EXERCISE REQUIREMENTS →
Rewrite the entries from the line that has "Task: tag the evergreen" through the end of the entries, swapping "evergreen tree" for "pine tree" and changing nothing else.

>> begin EXERCISE MATERIALS

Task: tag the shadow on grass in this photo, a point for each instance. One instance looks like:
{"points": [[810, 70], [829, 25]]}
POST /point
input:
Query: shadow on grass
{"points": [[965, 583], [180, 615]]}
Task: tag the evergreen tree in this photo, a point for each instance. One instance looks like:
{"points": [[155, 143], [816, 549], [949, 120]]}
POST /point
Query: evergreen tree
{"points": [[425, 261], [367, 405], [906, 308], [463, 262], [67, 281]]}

>> end EXERCISE MATERIALS

RESULT OF THE EXERCISE →
Task: tag the pine tree in this photo, a point for each instance. One instance looks like:
{"points": [[155, 143], [816, 549], [949, 120]]}
POST /point
Query: pine tree
{"points": [[425, 261], [367, 405], [906, 308], [463, 262], [67, 281]]}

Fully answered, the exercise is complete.